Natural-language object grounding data
------------------------------------

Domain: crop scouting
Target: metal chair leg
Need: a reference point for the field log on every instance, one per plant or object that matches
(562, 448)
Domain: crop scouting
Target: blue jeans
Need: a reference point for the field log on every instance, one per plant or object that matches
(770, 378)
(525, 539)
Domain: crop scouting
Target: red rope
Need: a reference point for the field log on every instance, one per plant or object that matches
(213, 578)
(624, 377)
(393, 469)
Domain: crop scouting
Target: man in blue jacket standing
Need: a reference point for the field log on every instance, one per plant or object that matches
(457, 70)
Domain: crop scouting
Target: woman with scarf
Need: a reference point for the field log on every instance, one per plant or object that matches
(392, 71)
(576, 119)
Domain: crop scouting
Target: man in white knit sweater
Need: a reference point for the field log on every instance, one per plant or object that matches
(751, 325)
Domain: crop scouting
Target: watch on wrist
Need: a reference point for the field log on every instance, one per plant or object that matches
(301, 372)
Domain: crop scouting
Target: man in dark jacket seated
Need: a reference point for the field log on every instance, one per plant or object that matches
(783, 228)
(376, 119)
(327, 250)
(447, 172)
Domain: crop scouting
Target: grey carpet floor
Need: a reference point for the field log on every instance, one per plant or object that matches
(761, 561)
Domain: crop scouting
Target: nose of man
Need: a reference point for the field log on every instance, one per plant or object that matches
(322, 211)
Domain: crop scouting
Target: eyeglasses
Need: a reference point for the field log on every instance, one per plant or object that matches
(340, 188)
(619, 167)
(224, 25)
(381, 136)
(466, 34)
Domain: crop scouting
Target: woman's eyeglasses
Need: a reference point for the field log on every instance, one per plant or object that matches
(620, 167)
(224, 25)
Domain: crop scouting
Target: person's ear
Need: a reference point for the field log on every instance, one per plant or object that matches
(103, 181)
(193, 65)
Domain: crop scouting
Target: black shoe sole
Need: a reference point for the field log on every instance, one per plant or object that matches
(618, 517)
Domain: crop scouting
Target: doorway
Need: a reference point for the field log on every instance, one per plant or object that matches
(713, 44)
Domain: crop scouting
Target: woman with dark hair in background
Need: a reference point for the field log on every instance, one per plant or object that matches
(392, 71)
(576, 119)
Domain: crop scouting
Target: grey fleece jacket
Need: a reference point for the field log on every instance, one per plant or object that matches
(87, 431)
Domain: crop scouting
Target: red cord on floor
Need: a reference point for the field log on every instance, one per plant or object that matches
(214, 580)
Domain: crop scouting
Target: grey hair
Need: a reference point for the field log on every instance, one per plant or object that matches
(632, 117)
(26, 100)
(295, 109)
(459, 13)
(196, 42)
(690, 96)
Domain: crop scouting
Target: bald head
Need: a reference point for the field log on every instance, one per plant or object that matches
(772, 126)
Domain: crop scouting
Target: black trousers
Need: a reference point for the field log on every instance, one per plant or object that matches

------------------------------------

> What the task requires
An acceptable answer repeats every entry exactly, with nothing omitted.

> Reply
Domain: crop scouting
Target: metal chair leg
Need: a reference point for the field log on every instance, one per plant or object that matches
(562, 448)
Domain: crop scouting
Target: blue jeans
Need: a reference point for the field log on every instance, one per plant or object that matches
(770, 378)
(525, 539)
Domain: crop scouting
Target: red rope
Need: a reference point for the field log on every instance, one per plant or object that matches
(213, 578)
(624, 377)
(393, 469)
Domain: crop scouting
Target: man in blue jacket standing
Need: a reference point for the field log on every instance, one per plant or object that matches
(457, 70)
Domain: crop scouting
Target: woman with scarf
Need: a reference point for the field log on every instance, one per plant or object that matches
(392, 71)
(576, 119)
Domain: crop scouting
Target: man in white knit sweater
Need: a reference point for the field log on every instance, one per plant or object that matches
(751, 325)
Domain: crop scouting
Target: watch on wrist
Need: a reference point for the field log on every instance, one per plant or object that matches
(301, 372)
Domain: crop scouting
Target: man in dark jacket seated
Need: a reference point for the field log on every instance, one per plant or object that matches
(783, 228)
(376, 119)
(327, 250)
(447, 172)
Domain: crop scouting
Target: grey carpet floor
Need: a reference point for the field log on every instance, one per plant or object that matches
(761, 561)
Domain: crop scouting
Target: nose of man
Need: a reference point for the field log on every instance, one per plant or object that matches
(322, 211)
Domain: crop scouting
Target: eyeglasses
Need: a reference point for the field log on every instance, one per plant or object that matches
(340, 188)
(619, 167)
(224, 25)
(381, 136)
(466, 34)
Domain: crop scouting
Target: woman's eyeglasses
Need: a reference point for the field log on every instance, one per plant or object that matches
(620, 167)
(224, 25)
Domain: crop scouting
Target: person's ear
Need: a reference point for the field log on every instance, one per plant or object that matches
(103, 181)
(193, 65)
Domain: crop scouting
Target: black shoe sole
Need: a reference point for the field log on every instance, one per plant or object that matches
(618, 517)
Domain: crop scouting
Target: doorway
Need: a reference point for the field log on every instance, one per plant or object that matches
(713, 44)
Domain: crop scouting
Target: woman with dark hair in background
Need: a reference point for the field log on every instance, one per plant or object that matches
(392, 71)
(576, 119)
Domain: crop scouting
Target: grey fleece jacket
Need: a reference point for the field log on every instance, one per plant or object that matches
(87, 431)
Domain: crop scouting
Target: red cord on floor
Need: a reference point for the field log on every instance, one per plant or object that matches
(214, 580)
Domain: crop scouting
Target: grey hair
Need: a reference point for the field log on every instance, one per plant or object that matches
(632, 117)
(26, 100)
(295, 109)
(459, 13)
(196, 42)
(690, 96)
Domain: crop scouting
Target: bald head
Need: a reference point for the field log on every instance, one per plant or object that matches
(772, 126)
Domain: crop scouting
Target: black trousers
Need: a reference point for the field log on every instance, one per plant or object that matches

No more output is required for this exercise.